### Passage given

Oscar Fairbanks 0 Comments 2 November 2025

In London, few places carry the weight of history like the Tower of London. While today it’s one of the city’s most visited attractions, with queues snaking past St. Katharine Docks and tourists snapping photos beside the ravens, it wasn’t always a spectacle for the public. Back in the 13th to 16th centuries, this was a place of fear, power, and survival - a royal palace, a prison, an armory, and a treasury all rolled into one. If you’ve walked its cobbled courtyards on a rainy afternoon, heard the echo of footsteps near the White Tower, or stood in the shadow of Traitor’s Gate, you’ve walked where kings and traitors once breathed the same thick, damp air.

Waking Up in the Inner Ward

Before dawn, the Tower was already stirring. The smell of woodsmoke from the kitchens mixed with the sour tang of latrines draining into the Thames. Guards in chainmail shuffled along the walls, their boots scraping against stone worn smooth by centuries of feet. Unlike today’s visitors who arrive at 9 a.m. with coffee from Pret A Manger, the medieval inhabitants rose with the sun - not because they wanted to, but because they had to. There were no alarms, no smartphones, no latte machines. Just the toll of the bell from St. Peter ad Vincula, the chapel still standing inside the walls, calling everyone to prayer.

### Aim of the task
Please decide whether each statement agrees with the Tower of London passage above, answering yes or no and quoting the deciding words: 1. The chapel of St. Peter ad Vincula still stands inside the walls. 2. The medieval inhabitants rose with the sun because they wanted to. 3. The Tower once served as a royal palace, a prison, an armory, and a treasury.

### Entries supplied
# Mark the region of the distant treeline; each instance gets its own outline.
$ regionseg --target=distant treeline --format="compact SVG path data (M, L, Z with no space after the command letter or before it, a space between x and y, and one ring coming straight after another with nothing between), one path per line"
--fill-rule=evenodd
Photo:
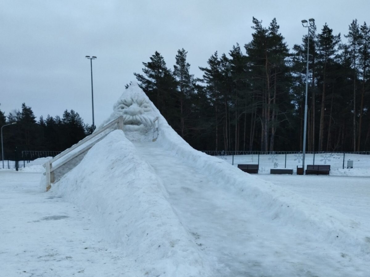
M179 50L173 69L158 52L134 73L139 85L178 133L201 150L296 151L302 149L307 36L288 48L274 19L253 18L252 41L216 51L201 79L190 73ZM305 30L302 28L302 33ZM327 24L310 28L307 116L308 151L370 150L370 28L357 20L341 40ZM1 111L0 111L1 112ZM6 148L63 150L90 134L77 113L38 122L24 104L0 125Z
M0 126L17 124L3 128L4 159L13 159L14 150L19 151L63 151L91 134L91 126L84 123L78 113L65 110L61 118L48 115L38 121L31 107L22 104L21 111L16 109L6 117L0 110Z
M289 50L275 19L267 27L255 18L253 23L252 41L228 54L216 52L199 68L202 79L190 74L184 49L173 70L156 51L143 73L134 73L196 149L302 149L307 35ZM344 37L346 43L326 24L318 33L310 28L307 151L370 149L370 28L354 20Z

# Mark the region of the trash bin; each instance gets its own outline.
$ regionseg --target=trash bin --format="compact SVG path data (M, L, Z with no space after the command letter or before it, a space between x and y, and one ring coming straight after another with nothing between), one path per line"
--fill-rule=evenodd
M353 161L348 160L347 161L347 168L353 168Z

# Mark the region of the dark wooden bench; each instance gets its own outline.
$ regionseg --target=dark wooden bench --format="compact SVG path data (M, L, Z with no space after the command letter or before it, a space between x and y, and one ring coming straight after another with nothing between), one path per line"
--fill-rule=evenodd
M238 168L247 173L258 174L258 165L238 165Z
M330 171L330 165L307 165L306 174L329 175Z

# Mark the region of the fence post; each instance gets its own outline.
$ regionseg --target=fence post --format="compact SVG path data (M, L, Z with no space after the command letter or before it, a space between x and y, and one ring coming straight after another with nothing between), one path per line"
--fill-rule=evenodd
M16 166L16 171L18 171L18 158L17 156L17 147L16 147L16 150L14 151L14 159L15 160L15 166Z

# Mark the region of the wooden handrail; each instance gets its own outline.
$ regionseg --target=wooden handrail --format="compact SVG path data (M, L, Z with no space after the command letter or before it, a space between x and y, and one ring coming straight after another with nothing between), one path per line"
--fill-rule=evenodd
M102 132L104 132L104 131L105 131L106 130L107 130L107 129L108 129L110 127L111 127L113 125L114 125L116 123L119 122L120 120L122 120L122 119L121 119L121 118L122 117L122 116L120 116L119 117L115 119L112 120L109 123L107 124L107 125L105 126L104 127L103 127L99 131L97 131L93 133L91 135L88 136L86 138L84 138L83 139L80 141L78 143L76 143L76 144L75 144L74 145L71 146L70 148L68 148L68 149L67 149L66 150L65 150L65 151L64 151L63 152L62 152L61 153L60 153L60 154L59 154L58 155L57 155L55 157L54 157L53 159L52 159L51 161L50 161L50 163L52 163L54 162L58 161L60 158L62 158L65 155L66 155L67 154L69 153L72 150L75 149L79 146L80 146L81 145L83 144L84 143L88 141L91 139L92 138L94 138L95 136L98 135L100 134ZM43 165L43 166L44 167L45 167L46 166L46 164L44 164Z

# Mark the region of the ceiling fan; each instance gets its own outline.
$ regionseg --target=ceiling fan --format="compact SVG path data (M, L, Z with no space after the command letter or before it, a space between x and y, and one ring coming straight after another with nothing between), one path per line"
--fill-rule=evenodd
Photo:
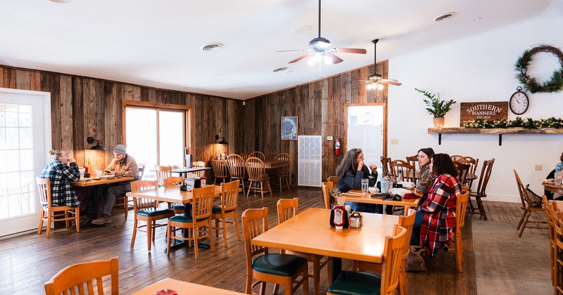
M395 86L401 86L402 83L399 82L398 81L394 79L381 79L383 77L378 74L376 71L377 70L377 60L376 59L376 53L377 52L377 41L379 41L379 39L372 40L372 42L374 44L374 73L370 74L369 77L367 77L367 80L360 80L360 82L365 82L367 85L368 89L383 89L383 84L390 84L390 85L395 85Z
M333 48L330 47L330 41L321 37L321 0L319 0L319 37L309 41L309 46L311 48L282 50L276 52L305 51L306 53L288 63L297 63L309 55L313 55L312 58L309 59L309 64L311 65L315 65L316 63L320 63L321 60L324 60L324 63L327 65L344 61L334 54L336 52L360 54L365 54L367 53L366 50L363 48Z

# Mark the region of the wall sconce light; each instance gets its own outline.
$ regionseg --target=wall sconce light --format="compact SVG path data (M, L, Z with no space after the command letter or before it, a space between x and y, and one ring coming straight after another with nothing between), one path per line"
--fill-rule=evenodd
M91 136L88 136L88 138L86 139L86 141L87 141L88 143L90 143L90 144L94 143L94 142L96 142L96 145L90 148L90 150L106 150L106 148L103 148L103 146L100 145L100 140L96 140L94 139L94 138L91 137Z
M219 140L219 138L221 138L221 140L220 141L217 141L217 143L219 143L220 145L228 145L229 144L229 143L227 143L227 141L224 141L224 137L219 137L218 135L216 135L215 136L215 140Z

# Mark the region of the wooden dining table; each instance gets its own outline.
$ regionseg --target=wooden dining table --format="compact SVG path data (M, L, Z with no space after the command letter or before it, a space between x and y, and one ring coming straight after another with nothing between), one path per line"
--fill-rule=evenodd
M336 230L330 226L329 209L309 208L252 240L269 248L329 257L381 263L385 237L393 235L399 216L362 213L360 228ZM306 233L306 234L303 234ZM333 278L340 273L341 260L333 259Z
M123 177L123 176L108 176L100 178L98 177L88 178L80 178L80 179L78 181L72 181L70 182L70 184L72 184L72 186L87 188L87 187L92 187L94 185L101 185L110 183L120 183L123 181L132 181L134 179L135 179L134 177L129 177L129 176ZM87 193L89 193L92 197L91 219L94 220L98 218L98 197L99 196L97 195L92 195L90 190L89 190Z
M164 289L168 290L169 294L172 294L171 292L172 290L175 291L178 295L235 295L244 294L179 280L164 279L133 293L133 295L155 295L157 291ZM164 291L161 291L161 292L163 294L165 293Z
M393 199L386 199L379 197L372 197L369 193L362 194L361 190L351 190L340 195L344 197L346 202L353 202L356 203L365 204L379 204L381 205L401 206L416 208L418 206L420 198L405 199L400 201L393 201Z

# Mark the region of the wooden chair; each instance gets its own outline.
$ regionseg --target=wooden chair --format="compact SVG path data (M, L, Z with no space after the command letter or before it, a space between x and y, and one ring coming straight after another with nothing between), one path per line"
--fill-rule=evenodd
M158 183L156 181L137 181L131 183L132 192L156 190L157 188L158 188ZM167 209L158 209L158 201L140 197L133 198L133 210L135 213L135 219L133 222L133 236L131 238L131 246L135 244L137 230L146 232L146 246L148 251L151 251L152 241L154 241L155 229L166 226L165 224L157 223L156 221L174 216L174 211ZM146 224L138 225L139 221L144 221ZM146 230L142 230L141 228L146 228Z
M469 200L469 192L458 195L455 197L455 225L453 229L453 242L455 247L450 247L448 251L455 251L455 263L458 273L463 273L463 240L462 240L462 228L465 226L465 213L467 211L467 202Z
M211 156L209 162L211 163L211 169L213 170L213 184L216 184L217 180L220 183L225 182L229 178L229 167L227 166L227 162L217 155Z
M381 275L343 270L329 287L327 294L393 294L399 284L400 268L403 261L407 230L395 225L393 237L385 237Z
M277 208L278 224L285 222L285 221L295 216L299 213L299 199L296 197L293 199L279 199L276 206ZM282 250L282 253L305 257L307 258L308 262L312 263L312 275L309 275L309 277L312 277L315 295L318 295L320 293L320 270L325 266L327 266L327 270L328 273L329 284L332 282L332 260L330 257L288 250ZM323 258L324 258L324 260L323 260ZM277 289L274 291L274 293L277 293Z
M381 169L383 169L383 174L381 176L386 176L391 174L391 169L389 167L389 163L391 162L391 158L386 158L384 156L379 157L380 161L381 161Z
M334 183L335 186L336 185L336 183L339 183L339 179L338 176L329 176L329 178L327 178L327 181Z
M329 190L334 188L334 183L331 181L327 181L326 183L322 183L321 186L322 187L322 197L324 198L324 209L331 209L332 208L330 204L330 195L329 195Z
M248 181L250 185L246 192L246 197L248 197L251 191L260 192L262 197L264 198L264 192L270 192L272 197L272 188L270 187L270 177L266 173L264 162L256 157L249 157L246 160L246 171L248 172ZM252 186L253 183L254 187Z
M239 157L238 155L237 157ZM239 228L239 214L236 209L239 204L239 186L241 181L231 181L230 183L221 183L221 204L213 205L211 211L211 219L215 220L215 237L219 237L219 230L223 230L223 240L224 247L227 247L227 229L236 228L236 237L241 240L241 231ZM234 221L227 221L227 218L233 218ZM221 226L219 221L221 221Z
M61 293L66 294L70 292L72 294L103 295L102 278L107 275L110 276L111 280L111 294L118 294L119 261L117 257L67 266L45 283L45 294L60 295Z
M53 206L51 198L51 181L49 178L36 177L37 192L39 194L41 214L39 215L39 226L37 235L41 235L43 229L43 221L47 222L46 237L51 236L51 223L55 221L65 221L66 228L70 226L69 221L74 220L76 224L76 232L80 232L80 207L70 206ZM46 214L46 216L45 216Z
M246 163L242 157L232 154L227 157L227 166L229 167L229 174L231 180L238 180L239 185L242 187L242 194L246 195L244 189L244 178L246 178Z
M276 155L274 159L277 161L287 161L289 162L287 166L277 169L274 176L278 178L279 181L279 192L282 192L282 187L287 188L289 190L291 190L289 188L289 170L291 169L291 156L290 156L289 154L282 152ZM286 181L285 185L283 184L283 181L284 179Z
M412 166L403 160L396 159L389 163L391 176L397 178L397 181L413 181L415 171Z
M293 294L299 286L303 285L303 294L308 295L307 259L297 255L270 254L268 248L252 244L254 237L268 230L268 209L245 210L242 213L242 229L246 253L246 293L251 294L252 289L261 283L261 293L263 294L265 283L270 282L284 285L286 295ZM301 277L301 280L298 280L299 277ZM257 280L254 284L252 283L253 278ZM295 287L293 286L294 282L296 283Z
M477 190L469 192L469 197L475 198L479 210L479 212L475 212L475 208L473 206L471 199L469 199L469 206L471 208L471 211L469 213L472 214L481 214L485 220L487 220L487 214L485 212L485 207L483 206L483 201L481 201L481 199L487 196L486 190L487 188L488 180L491 178L493 164L494 164L495 158L483 162L483 168L481 169L481 176L479 176L479 184L477 186Z
M194 200L191 204L191 214L179 214L168 219L168 226L166 232L167 255L170 255L170 243L172 240L175 242L177 240L189 241L189 245L191 244L189 241L194 241L196 259L199 259L198 242L201 239L209 237L211 251L215 251L213 235L211 232L211 211L213 208L213 194L215 190L215 185L205 188L194 188L192 192ZM176 235L176 231L184 228L189 231L187 237Z
M255 158L258 158L258 159L261 159L262 161L265 161L266 160L266 156L265 156L264 154L262 154L261 152L255 151L255 152L251 152L251 155L248 155L248 158L251 158L251 157L255 157ZM246 159L248 159L246 158Z
M179 190L179 186L184 181L183 176L172 176L164 178L163 185L165 188L177 188ZM168 209L173 211L176 214L182 214L186 212L186 206L184 204L179 203L168 203Z
M145 173L145 166L143 165L139 167L139 180L143 179L143 176ZM133 209L133 200L132 198L123 194L115 197L115 201L113 202L113 208L122 209L125 216L125 220L127 220L127 214L129 214L129 209Z
M205 166L205 162L203 162L203 161L196 161L196 162L191 162L191 166L194 167L194 168L205 168L207 166ZM195 171L195 172L192 172L192 173L196 174L196 175L197 175L198 177L205 177L205 170L201 170L201 171Z
M155 166L154 173L156 175L156 182L158 185L164 185L164 180L172 177L172 166Z
M466 202L467 204L467 202ZM407 291L407 273L405 266L405 261L407 259L407 257L409 256L410 251L410 236L412 235L412 228L415 225L415 220L416 219L417 211L412 209L405 208L405 215L399 217L399 223L398 223L400 226L405 228L407 230L407 242L405 244L405 248L403 249L403 262L400 266L400 271L399 271L399 294L405 295L408 294ZM379 263L372 263L369 262L365 261L353 261L353 270L369 270L372 271L375 271L377 273L381 273L382 269L381 266L382 264Z
M520 221L518 223L518 227L516 228L517 230L519 230L518 232L518 237L522 237L522 232L524 232L524 229L526 228L538 228L538 229L548 229L546 227L540 226L538 223L547 223L547 221L530 221L533 223L536 223L535 226L528 225L528 221L531 215L532 212L533 211L544 211L543 208L541 206L532 206L532 201L529 199L529 197L526 193L526 188L522 184L522 181L520 180L520 177L518 176L518 173L516 173L516 169L512 170L514 172L514 177L516 178L516 185L518 187L518 193L520 195L520 202L521 202L522 205L520 208L524 210L524 214L520 218Z
M239 155L241 156L241 158L244 159L244 161L246 161L246 159L248 159L248 157L250 157L251 152L241 152L241 155Z

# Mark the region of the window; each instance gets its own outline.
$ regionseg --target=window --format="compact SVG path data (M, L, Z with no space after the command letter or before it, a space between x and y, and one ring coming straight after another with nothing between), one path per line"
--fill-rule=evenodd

### Result of the exercise
1. Yes: "the chapel still standing inside the walls"
2. No: "not because they wanted to, but because they had to"
3. Yes: "a royal palace, a prison, an armory, and a treasury all rolled into one"